[Location identification entries]
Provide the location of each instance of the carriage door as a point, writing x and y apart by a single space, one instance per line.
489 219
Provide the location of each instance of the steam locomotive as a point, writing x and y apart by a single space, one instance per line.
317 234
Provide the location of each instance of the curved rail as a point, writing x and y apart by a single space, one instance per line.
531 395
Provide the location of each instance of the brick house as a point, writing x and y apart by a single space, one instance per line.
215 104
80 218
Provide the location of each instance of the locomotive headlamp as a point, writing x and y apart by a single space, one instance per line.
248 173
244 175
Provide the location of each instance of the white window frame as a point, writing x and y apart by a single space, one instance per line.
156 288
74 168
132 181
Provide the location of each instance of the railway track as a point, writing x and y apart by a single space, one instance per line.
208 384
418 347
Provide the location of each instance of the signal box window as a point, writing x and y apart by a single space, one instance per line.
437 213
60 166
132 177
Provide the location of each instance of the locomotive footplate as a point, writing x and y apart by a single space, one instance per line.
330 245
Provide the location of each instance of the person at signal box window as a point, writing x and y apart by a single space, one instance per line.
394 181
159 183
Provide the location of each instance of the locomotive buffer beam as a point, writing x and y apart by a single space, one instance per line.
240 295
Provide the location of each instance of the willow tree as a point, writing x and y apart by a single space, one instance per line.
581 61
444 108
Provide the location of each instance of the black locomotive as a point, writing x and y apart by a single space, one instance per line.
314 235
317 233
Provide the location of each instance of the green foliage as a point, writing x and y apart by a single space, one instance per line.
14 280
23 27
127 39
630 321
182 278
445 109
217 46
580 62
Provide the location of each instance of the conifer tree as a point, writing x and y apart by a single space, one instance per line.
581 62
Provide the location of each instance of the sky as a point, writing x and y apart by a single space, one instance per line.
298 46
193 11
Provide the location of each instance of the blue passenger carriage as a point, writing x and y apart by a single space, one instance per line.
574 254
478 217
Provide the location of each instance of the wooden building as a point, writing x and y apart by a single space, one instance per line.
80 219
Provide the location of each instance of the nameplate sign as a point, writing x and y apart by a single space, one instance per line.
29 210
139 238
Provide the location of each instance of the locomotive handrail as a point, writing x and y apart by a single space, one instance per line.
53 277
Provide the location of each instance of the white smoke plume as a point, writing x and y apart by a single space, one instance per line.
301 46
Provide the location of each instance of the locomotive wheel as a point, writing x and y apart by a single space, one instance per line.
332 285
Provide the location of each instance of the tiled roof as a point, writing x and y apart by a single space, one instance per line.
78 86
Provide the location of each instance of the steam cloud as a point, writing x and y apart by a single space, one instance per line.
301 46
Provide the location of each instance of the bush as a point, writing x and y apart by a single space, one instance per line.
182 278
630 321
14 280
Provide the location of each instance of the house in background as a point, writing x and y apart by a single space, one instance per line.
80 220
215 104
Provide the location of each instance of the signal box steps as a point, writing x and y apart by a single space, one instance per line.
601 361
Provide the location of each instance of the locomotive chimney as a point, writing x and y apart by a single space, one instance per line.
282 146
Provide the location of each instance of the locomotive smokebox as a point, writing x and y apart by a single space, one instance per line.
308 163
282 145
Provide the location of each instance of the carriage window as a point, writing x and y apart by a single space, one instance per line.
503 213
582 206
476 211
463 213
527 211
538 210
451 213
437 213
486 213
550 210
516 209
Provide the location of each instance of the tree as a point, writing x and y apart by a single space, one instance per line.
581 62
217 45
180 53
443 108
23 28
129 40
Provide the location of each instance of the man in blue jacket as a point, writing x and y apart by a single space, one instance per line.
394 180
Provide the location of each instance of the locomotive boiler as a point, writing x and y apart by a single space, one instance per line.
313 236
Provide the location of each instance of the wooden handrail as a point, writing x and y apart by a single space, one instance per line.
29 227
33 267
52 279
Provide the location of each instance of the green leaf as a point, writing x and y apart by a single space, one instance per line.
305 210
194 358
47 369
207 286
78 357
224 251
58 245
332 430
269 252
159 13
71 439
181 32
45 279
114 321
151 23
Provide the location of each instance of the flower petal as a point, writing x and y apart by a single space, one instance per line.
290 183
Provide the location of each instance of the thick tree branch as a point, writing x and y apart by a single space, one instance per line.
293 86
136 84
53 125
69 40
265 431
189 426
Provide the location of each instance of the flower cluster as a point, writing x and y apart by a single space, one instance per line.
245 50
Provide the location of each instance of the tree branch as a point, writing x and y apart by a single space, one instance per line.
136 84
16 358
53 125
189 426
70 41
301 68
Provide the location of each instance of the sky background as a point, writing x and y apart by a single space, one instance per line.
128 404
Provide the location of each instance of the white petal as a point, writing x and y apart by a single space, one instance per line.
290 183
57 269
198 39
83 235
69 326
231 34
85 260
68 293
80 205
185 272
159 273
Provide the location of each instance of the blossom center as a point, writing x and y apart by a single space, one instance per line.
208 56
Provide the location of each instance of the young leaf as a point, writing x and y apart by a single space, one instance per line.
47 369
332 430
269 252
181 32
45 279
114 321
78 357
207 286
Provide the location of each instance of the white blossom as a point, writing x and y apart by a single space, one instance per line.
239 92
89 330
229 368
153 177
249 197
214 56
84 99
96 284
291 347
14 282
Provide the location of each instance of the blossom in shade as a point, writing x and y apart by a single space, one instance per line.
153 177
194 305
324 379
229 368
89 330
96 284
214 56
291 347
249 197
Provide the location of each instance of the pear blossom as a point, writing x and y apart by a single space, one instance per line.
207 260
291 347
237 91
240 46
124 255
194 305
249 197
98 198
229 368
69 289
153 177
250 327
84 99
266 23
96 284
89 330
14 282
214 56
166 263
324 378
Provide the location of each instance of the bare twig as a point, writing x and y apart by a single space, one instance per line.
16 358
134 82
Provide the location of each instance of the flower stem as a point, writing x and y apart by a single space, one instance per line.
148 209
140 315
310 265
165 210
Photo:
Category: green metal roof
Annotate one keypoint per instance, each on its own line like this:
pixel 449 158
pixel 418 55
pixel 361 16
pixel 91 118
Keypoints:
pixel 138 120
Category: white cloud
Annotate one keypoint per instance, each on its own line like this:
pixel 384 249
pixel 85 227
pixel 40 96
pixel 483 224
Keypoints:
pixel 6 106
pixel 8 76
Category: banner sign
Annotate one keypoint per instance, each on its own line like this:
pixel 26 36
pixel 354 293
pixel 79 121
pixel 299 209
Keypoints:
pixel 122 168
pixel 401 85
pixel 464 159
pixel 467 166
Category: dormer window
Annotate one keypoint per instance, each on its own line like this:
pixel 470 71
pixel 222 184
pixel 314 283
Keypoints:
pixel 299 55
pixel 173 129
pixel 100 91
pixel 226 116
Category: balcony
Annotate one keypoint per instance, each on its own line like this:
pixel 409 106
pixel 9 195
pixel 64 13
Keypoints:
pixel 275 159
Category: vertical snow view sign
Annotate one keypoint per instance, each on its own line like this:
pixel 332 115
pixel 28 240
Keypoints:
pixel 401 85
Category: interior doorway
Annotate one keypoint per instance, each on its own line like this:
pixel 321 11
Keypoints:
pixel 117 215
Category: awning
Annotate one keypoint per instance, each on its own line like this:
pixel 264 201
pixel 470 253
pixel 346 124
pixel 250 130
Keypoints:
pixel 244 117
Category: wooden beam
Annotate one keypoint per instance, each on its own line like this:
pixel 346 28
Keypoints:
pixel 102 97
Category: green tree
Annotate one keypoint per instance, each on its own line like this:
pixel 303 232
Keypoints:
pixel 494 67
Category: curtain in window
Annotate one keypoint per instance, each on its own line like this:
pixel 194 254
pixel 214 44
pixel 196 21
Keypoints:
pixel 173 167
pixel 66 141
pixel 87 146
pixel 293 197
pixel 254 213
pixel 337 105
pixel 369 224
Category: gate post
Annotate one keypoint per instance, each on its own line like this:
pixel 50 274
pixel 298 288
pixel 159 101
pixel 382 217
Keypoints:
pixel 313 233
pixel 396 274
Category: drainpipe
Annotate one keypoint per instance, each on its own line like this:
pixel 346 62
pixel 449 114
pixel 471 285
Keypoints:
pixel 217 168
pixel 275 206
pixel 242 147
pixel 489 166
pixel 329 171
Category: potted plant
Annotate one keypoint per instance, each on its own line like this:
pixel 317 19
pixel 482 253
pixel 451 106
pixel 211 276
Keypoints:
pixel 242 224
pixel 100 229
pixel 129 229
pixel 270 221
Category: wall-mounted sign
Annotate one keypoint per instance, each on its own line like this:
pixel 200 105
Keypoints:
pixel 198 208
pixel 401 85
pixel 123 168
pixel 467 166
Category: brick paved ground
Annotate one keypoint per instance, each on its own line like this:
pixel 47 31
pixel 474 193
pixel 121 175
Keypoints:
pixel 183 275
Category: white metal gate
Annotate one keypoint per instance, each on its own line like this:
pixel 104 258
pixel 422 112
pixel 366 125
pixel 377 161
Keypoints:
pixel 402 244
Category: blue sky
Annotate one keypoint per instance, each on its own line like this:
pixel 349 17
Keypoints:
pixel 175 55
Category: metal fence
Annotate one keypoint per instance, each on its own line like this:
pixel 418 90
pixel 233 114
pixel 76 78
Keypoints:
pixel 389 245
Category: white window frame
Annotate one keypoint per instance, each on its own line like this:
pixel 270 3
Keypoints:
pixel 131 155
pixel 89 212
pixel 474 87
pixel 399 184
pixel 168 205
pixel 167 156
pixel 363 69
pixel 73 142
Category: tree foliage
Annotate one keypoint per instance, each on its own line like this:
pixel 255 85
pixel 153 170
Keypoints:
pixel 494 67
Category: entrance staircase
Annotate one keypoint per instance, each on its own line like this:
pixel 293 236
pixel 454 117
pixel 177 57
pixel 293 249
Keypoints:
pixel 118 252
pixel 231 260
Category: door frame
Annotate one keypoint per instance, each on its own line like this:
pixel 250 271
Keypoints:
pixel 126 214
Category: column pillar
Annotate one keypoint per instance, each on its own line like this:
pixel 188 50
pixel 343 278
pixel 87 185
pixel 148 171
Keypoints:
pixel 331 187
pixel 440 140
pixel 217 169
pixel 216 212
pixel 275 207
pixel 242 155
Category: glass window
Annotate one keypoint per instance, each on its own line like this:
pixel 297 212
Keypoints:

• _Written problem_:
Give back, exactly as written, the lines from the one with "Category: metal fence" to the last line.

• _Reply_:
Category: metal fence
Annotate one keypoint per instance, each on its own line like this:
pixel 418 90
pixel 233 114
pixel 76 78
Keypoints:
pixel 389 245
Category: white window frame
Annotate one keypoint per instance, each on its own line like this:
pixel 270 3
Keypoints:
pixel 131 155
pixel 89 212
pixel 474 87
pixel 399 184
pixel 168 205
pixel 167 156
pixel 363 69
pixel 73 142
Category: tree foliage
Annotate one keypoint per instance, each on its own line like this:
pixel 255 85
pixel 153 170
Keypoints:
pixel 494 67
Category: entrance staircase
Annotate one keypoint per instance, each on its own line like this:
pixel 293 236
pixel 454 117
pixel 177 57
pixel 293 249
Keypoints:
pixel 118 252
pixel 231 260
Category: door frame
Annotate one keypoint per instance, each on its own line like this:
pixel 250 271
Keypoints:
pixel 126 214
Category: column pillar
Annotate one keypoint per instance, each on its own line like this:
pixel 188 50
pixel 343 278
pixel 87 185
pixel 148 171
Keypoints:
pixel 331 187
pixel 440 140
pixel 217 169
pixel 216 212
pixel 275 207
pixel 242 155
Category: glass window
Annotate one keypoint per instance, each on its own line like this:
pixel 297 212
Keypoints:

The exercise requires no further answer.